▼▼▼

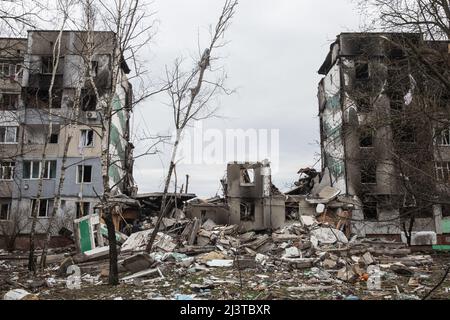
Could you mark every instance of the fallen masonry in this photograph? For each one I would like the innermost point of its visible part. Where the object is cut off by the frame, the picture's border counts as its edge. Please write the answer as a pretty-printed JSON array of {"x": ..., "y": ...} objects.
[{"x": 300, "y": 260}]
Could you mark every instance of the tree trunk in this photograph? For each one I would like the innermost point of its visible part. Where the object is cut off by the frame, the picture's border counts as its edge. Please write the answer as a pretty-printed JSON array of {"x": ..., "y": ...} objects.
[
  {"x": 113, "y": 267},
  {"x": 166, "y": 190}
]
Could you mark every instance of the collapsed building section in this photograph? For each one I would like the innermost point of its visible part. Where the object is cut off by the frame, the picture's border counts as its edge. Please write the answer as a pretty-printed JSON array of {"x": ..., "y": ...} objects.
[
  {"x": 251, "y": 201},
  {"x": 31, "y": 121},
  {"x": 380, "y": 149}
]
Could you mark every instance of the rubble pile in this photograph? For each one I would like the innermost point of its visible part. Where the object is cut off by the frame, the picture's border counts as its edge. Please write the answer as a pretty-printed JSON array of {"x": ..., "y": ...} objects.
[{"x": 192, "y": 260}]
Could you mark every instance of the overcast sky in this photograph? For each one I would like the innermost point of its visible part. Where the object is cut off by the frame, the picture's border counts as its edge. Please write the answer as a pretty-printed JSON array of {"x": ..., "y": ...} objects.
[{"x": 275, "y": 50}]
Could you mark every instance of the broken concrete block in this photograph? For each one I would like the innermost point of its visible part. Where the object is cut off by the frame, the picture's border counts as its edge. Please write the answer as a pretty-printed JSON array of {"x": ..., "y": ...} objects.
[
  {"x": 187, "y": 262},
  {"x": 346, "y": 274},
  {"x": 358, "y": 270},
  {"x": 245, "y": 263},
  {"x": 261, "y": 259},
  {"x": 64, "y": 265},
  {"x": 138, "y": 262},
  {"x": 299, "y": 263},
  {"x": 214, "y": 255},
  {"x": 209, "y": 225},
  {"x": 220, "y": 263},
  {"x": 367, "y": 259},
  {"x": 329, "y": 264},
  {"x": 329, "y": 236},
  {"x": 97, "y": 253},
  {"x": 145, "y": 273},
  {"x": 292, "y": 252},
  {"x": 19, "y": 294},
  {"x": 401, "y": 269},
  {"x": 308, "y": 221}
]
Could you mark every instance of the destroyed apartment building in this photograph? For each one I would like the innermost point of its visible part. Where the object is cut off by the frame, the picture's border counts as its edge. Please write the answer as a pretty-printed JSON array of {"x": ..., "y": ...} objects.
[
  {"x": 383, "y": 148},
  {"x": 29, "y": 128},
  {"x": 338, "y": 228}
]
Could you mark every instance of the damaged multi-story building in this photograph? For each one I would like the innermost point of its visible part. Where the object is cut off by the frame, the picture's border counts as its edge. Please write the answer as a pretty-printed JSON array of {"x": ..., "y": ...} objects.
[
  {"x": 29, "y": 127},
  {"x": 250, "y": 199},
  {"x": 385, "y": 135}
]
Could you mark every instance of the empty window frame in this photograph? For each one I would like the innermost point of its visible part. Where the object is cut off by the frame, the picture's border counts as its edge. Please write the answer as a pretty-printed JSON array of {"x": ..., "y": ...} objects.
[
  {"x": 247, "y": 177},
  {"x": 366, "y": 138},
  {"x": 5, "y": 210},
  {"x": 247, "y": 211},
  {"x": 39, "y": 98},
  {"x": 7, "y": 169},
  {"x": 9, "y": 135},
  {"x": 89, "y": 102},
  {"x": 32, "y": 170},
  {"x": 362, "y": 71},
  {"x": 44, "y": 207},
  {"x": 8, "y": 70},
  {"x": 53, "y": 139},
  {"x": 9, "y": 101},
  {"x": 47, "y": 65},
  {"x": 405, "y": 133},
  {"x": 83, "y": 209},
  {"x": 87, "y": 138},
  {"x": 443, "y": 171},
  {"x": 370, "y": 211},
  {"x": 442, "y": 137},
  {"x": 363, "y": 103},
  {"x": 84, "y": 174},
  {"x": 369, "y": 172}
]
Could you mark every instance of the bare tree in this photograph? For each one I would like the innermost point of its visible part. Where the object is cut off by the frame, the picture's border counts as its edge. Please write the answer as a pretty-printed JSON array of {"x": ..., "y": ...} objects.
[{"x": 191, "y": 94}]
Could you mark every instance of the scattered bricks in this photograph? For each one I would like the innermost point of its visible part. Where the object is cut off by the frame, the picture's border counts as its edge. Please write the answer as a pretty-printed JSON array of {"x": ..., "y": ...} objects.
[
  {"x": 401, "y": 269},
  {"x": 346, "y": 274},
  {"x": 138, "y": 262},
  {"x": 367, "y": 259},
  {"x": 329, "y": 264},
  {"x": 245, "y": 263}
]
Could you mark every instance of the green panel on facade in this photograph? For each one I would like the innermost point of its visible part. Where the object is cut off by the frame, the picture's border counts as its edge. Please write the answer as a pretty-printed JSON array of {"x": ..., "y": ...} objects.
[
  {"x": 85, "y": 235},
  {"x": 441, "y": 248},
  {"x": 446, "y": 226}
]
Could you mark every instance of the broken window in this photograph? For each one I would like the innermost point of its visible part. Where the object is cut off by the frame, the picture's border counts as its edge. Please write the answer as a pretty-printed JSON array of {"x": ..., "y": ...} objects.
[
  {"x": 39, "y": 98},
  {"x": 53, "y": 139},
  {"x": 397, "y": 100},
  {"x": 247, "y": 176},
  {"x": 247, "y": 211},
  {"x": 405, "y": 133},
  {"x": 44, "y": 207},
  {"x": 47, "y": 65},
  {"x": 366, "y": 138},
  {"x": 9, "y": 70},
  {"x": 442, "y": 137},
  {"x": 9, "y": 101},
  {"x": 363, "y": 104},
  {"x": 5, "y": 208},
  {"x": 83, "y": 209},
  {"x": 87, "y": 138},
  {"x": 84, "y": 174},
  {"x": 445, "y": 210},
  {"x": 443, "y": 171},
  {"x": 369, "y": 172},
  {"x": 32, "y": 170},
  {"x": 362, "y": 71},
  {"x": 370, "y": 210},
  {"x": 89, "y": 101},
  {"x": 50, "y": 170},
  {"x": 9, "y": 135},
  {"x": 7, "y": 170}
]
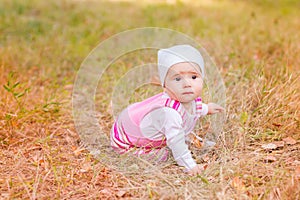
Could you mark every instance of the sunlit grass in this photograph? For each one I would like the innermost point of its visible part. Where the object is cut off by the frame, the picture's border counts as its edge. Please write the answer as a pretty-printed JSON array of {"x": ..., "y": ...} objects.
[{"x": 254, "y": 43}]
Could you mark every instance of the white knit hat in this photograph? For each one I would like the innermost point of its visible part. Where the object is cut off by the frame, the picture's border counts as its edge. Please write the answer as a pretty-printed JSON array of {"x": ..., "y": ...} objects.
[{"x": 177, "y": 54}]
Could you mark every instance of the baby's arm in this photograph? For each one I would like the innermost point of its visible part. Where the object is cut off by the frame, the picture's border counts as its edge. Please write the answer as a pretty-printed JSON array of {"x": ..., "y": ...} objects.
[{"x": 214, "y": 108}]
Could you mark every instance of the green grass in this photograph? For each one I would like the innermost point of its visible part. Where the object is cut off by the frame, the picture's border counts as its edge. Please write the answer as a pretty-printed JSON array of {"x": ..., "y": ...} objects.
[{"x": 42, "y": 43}]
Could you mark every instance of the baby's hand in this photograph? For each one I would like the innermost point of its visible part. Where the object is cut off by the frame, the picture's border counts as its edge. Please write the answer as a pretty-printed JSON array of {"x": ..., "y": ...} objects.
[
  {"x": 196, "y": 170},
  {"x": 214, "y": 108}
]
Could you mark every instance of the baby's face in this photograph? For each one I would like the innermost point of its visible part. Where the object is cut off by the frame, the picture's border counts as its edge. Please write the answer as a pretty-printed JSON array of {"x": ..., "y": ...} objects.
[{"x": 184, "y": 82}]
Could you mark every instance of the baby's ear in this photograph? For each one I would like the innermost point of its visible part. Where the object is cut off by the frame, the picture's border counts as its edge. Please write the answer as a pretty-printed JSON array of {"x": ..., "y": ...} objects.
[{"x": 155, "y": 80}]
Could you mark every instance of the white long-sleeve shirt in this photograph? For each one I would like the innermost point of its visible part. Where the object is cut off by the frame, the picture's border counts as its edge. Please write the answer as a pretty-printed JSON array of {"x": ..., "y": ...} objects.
[{"x": 167, "y": 122}]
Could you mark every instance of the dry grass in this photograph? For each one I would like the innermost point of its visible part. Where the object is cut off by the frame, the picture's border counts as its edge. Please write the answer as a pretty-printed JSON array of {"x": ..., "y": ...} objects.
[{"x": 255, "y": 46}]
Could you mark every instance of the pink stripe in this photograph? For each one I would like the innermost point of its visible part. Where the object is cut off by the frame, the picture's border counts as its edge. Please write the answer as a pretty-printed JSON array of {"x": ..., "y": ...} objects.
[{"x": 116, "y": 134}]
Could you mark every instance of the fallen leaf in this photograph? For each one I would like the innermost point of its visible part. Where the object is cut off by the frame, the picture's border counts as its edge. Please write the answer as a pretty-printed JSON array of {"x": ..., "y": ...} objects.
[
  {"x": 270, "y": 146},
  {"x": 238, "y": 184},
  {"x": 270, "y": 158},
  {"x": 85, "y": 168},
  {"x": 78, "y": 151},
  {"x": 279, "y": 144},
  {"x": 297, "y": 172},
  {"x": 289, "y": 140},
  {"x": 121, "y": 193}
]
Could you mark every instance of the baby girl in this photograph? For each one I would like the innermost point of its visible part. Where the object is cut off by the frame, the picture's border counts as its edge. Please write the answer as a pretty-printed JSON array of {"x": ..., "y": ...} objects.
[{"x": 159, "y": 125}]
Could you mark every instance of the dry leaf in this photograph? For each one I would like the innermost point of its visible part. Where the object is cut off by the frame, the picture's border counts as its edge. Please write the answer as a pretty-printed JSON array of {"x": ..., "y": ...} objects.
[
  {"x": 78, "y": 151},
  {"x": 270, "y": 158},
  {"x": 270, "y": 146},
  {"x": 121, "y": 193},
  {"x": 279, "y": 144},
  {"x": 289, "y": 141},
  {"x": 297, "y": 172},
  {"x": 238, "y": 184},
  {"x": 85, "y": 168}
]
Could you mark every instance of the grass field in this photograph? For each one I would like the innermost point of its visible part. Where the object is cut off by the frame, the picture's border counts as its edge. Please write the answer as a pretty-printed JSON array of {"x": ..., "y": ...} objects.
[{"x": 255, "y": 44}]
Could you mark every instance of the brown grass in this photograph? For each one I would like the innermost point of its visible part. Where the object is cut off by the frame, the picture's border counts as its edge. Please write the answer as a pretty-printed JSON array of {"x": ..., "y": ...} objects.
[{"x": 42, "y": 156}]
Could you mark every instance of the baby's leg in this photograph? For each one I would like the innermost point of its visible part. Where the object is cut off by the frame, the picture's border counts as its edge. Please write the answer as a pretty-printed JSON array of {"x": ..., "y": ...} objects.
[{"x": 156, "y": 155}]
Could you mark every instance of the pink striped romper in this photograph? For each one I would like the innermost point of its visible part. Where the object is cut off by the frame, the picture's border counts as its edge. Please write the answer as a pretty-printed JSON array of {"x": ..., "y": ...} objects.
[{"x": 126, "y": 134}]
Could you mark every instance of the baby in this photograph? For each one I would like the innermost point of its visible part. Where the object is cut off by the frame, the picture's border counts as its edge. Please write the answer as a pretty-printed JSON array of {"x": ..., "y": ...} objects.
[{"x": 160, "y": 124}]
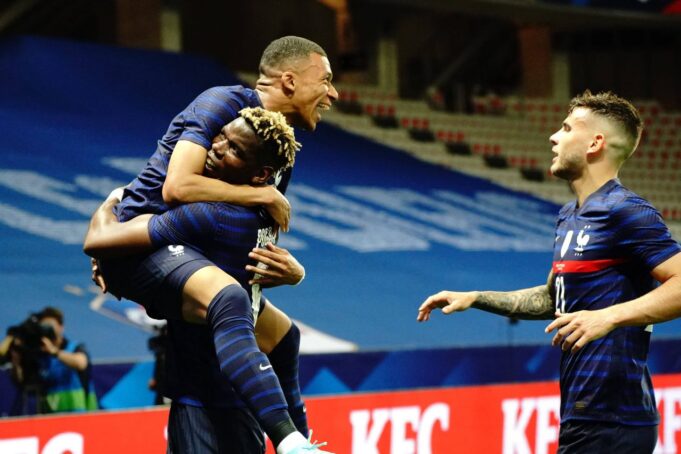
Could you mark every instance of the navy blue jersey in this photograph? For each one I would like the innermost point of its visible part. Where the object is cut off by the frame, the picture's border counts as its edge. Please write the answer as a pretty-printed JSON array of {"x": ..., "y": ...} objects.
[
  {"x": 224, "y": 234},
  {"x": 199, "y": 123},
  {"x": 603, "y": 255}
]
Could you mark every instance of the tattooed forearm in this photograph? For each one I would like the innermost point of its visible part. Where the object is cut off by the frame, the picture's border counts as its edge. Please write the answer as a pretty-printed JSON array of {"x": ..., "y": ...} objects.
[{"x": 531, "y": 303}]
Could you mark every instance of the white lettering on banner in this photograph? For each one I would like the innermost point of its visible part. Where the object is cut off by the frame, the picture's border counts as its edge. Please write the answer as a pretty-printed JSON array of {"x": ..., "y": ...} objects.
[
  {"x": 474, "y": 220},
  {"x": 380, "y": 219},
  {"x": 367, "y": 229},
  {"x": 368, "y": 426},
  {"x": 517, "y": 415},
  {"x": 66, "y": 232},
  {"x": 670, "y": 398},
  {"x": 26, "y": 445},
  {"x": 70, "y": 442}
]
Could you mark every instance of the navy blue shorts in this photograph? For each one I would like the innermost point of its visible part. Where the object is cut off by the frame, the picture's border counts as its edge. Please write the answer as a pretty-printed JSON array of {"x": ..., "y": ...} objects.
[
  {"x": 156, "y": 280},
  {"x": 213, "y": 430},
  {"x": 580, "y": 436}
]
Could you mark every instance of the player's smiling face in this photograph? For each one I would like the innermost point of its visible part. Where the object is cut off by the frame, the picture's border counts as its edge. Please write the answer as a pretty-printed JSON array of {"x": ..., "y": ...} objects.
[
  {"x": 314, "y": 92},
  {"x": 232, "y": 157},
  {"x": 570, "y": 144}
]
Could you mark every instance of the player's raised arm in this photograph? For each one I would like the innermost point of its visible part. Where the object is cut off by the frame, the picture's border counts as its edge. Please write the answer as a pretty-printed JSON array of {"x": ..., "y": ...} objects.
[
  {"x": 106, "y": 237},
  {"x": 535, "y": 303},
  {"x": 186, "y": 183}
]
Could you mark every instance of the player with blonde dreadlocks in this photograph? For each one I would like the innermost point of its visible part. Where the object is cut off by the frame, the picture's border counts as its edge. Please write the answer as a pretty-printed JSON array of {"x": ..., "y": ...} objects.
[
  {"x": 272, "y": 129},
  {"x": 198, "y": 273}
]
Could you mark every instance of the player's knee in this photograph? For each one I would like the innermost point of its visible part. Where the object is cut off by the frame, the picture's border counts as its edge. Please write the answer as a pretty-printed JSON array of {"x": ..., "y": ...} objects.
[
  {"x": 233, "y": 299},
  {"x": 289, "y": 346}
]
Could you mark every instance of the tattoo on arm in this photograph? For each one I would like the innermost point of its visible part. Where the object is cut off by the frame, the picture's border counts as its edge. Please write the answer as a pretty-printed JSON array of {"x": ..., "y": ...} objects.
[{"x": 533, "y": 303}]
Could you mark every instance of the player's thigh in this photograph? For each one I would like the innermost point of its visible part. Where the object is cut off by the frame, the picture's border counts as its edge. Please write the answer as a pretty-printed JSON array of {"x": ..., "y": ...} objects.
[
  {"x": 577, "y": 437},
  {"x": 200, "y": 289},
  {"x": 271, "y": 327},
  {"x": 155, "y": 280},
  {"x": 213, "y": 431}
]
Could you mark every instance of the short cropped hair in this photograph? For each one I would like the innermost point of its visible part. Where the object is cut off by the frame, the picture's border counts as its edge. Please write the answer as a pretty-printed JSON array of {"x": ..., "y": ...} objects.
[
  {"x": 286, "y": 50},
  {"x": 275, "y": 135},
  {"x": 51, "y": 312},
  {"x": 617, "y": 109}
]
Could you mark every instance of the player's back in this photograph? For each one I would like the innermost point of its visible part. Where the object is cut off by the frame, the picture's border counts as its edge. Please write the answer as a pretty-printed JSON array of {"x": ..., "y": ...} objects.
[
  {"x": 223, "y": 233},
  {"x": 199, "y": 123}
]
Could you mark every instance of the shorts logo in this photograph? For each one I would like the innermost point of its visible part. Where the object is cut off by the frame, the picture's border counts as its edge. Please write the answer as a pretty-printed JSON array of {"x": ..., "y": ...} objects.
[{"x": 176, "y": 251}]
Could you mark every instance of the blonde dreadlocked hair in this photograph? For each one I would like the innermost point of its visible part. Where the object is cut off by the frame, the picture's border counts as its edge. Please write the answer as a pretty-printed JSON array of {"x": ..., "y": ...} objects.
[{"x": 274, "y": 134}]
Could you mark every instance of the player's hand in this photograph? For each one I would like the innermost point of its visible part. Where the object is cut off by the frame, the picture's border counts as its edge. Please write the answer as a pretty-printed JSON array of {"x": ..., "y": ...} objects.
[
  {"x": 282, "y": 267},
  {"x": 48, "y": 346},
  {"x": 97, "y": 277},
  {"x": 278, "y": 207},
  {"x": 447, "y": 301},
  {"x": 576, "y": 329}
]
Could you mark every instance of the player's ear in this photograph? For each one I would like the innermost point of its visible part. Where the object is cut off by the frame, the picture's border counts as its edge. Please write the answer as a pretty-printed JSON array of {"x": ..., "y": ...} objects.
[
  {"x": 288, "y": 82},
  {"x": 597, "y": 143},
  {"x": 263, "y": 175}
]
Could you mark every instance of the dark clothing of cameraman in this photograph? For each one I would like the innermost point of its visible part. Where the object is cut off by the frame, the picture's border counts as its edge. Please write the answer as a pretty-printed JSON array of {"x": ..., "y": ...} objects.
[{"x": 49, "y": 369}]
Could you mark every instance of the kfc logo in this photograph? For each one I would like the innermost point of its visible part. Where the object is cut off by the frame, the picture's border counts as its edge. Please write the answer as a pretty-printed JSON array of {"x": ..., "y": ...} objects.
[
  {"x": 518, "y": 413},
  {"x": 67, "y": 442},
  {"x": 368, "y": 426}
]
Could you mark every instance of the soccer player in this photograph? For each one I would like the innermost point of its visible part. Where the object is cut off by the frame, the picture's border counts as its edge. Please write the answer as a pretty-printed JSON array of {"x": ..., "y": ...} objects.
[
  {"x": 183, "y": 282},
  {"x": 610, "y": 248},
  {"x": 296, "y": 80}
]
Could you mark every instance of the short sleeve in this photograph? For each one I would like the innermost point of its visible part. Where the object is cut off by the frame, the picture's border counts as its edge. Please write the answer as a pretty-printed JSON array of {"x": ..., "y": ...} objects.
[{"x": 641, "y": 232}]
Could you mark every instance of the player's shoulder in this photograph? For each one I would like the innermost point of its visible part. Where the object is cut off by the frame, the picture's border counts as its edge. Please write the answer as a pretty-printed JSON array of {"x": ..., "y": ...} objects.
[
  {"x": 623, "y": 198},
  {"x": 566, "y": 210},
  {"x": 235, "y": 93}
]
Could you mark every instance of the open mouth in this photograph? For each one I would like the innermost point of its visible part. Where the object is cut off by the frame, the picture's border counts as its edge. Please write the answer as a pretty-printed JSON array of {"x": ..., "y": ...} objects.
[{"x": 210, "y": 162}]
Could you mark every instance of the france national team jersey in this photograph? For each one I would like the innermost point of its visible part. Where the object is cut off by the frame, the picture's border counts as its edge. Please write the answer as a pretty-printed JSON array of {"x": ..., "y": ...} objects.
[
  {"x": 224, "y": 234},
  {"x": 199, "y": 123},
  {"x": 603, "y": 255}
]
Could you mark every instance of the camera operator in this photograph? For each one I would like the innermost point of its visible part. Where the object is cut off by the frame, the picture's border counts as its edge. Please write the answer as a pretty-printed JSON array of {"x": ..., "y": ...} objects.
[{"x": 50, "y": 368}]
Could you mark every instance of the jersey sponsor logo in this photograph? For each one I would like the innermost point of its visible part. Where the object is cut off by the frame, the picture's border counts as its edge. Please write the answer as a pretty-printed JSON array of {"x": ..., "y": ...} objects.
[
  {"x": 582, "y": 241},
  {"x": 585, "y": 266},
  {"x": 566, "y": 243},
  {"x": 368, "y": 426},
  {"x": 176, "y": 250}
]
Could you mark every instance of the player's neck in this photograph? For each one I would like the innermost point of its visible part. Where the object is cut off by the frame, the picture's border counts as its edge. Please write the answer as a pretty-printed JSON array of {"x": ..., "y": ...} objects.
[
  {"x": 589, "y": 182},
  {"x": 273, "y": 99}
]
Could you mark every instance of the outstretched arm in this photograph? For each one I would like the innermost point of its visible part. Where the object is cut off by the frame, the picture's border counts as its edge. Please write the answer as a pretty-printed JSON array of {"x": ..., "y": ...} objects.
[
  {"x": 534, "y": 303},
  {"x": 576, "y": 329},
  {"x": 106, "y": 237},
  {"x": 281, "y": 267},
  {"x": 185, "y": 183}
]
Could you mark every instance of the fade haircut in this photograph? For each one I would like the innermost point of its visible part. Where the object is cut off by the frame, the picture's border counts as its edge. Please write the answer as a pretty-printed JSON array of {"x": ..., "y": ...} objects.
[
  {"x": 617, "y": 109},
  {"x": 286, "y": 51},
  {"x": 275, "y": 136}
]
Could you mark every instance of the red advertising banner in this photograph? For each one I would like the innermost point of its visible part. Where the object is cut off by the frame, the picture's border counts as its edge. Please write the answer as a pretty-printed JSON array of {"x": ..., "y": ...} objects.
[{"x": 508, "y": 419}]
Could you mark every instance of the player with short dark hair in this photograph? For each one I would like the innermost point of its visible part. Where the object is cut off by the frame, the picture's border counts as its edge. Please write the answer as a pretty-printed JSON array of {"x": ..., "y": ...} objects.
[
  {"x": 611, "y": 246},
  {"x": 296, "y": 80},
  {"x": 204, "y": 278}
]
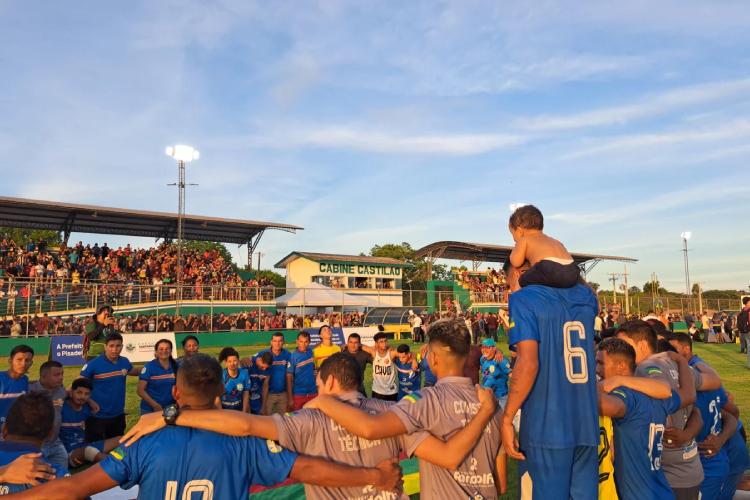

▲▲▲

GIVEN TASK: Which lines of the data above contain the string "section"? Pull out each of them in full.

RESPONSE BELOW:
Could you mark every instance of the collapsed building section in this photograph? For each one I would like the innermost point of its visible part. Where the object is cut off by the frame, the picture's border counts as its edge. Please write the answer as a pretty-printed JSON array of {"x": ..., "y": ...} objects.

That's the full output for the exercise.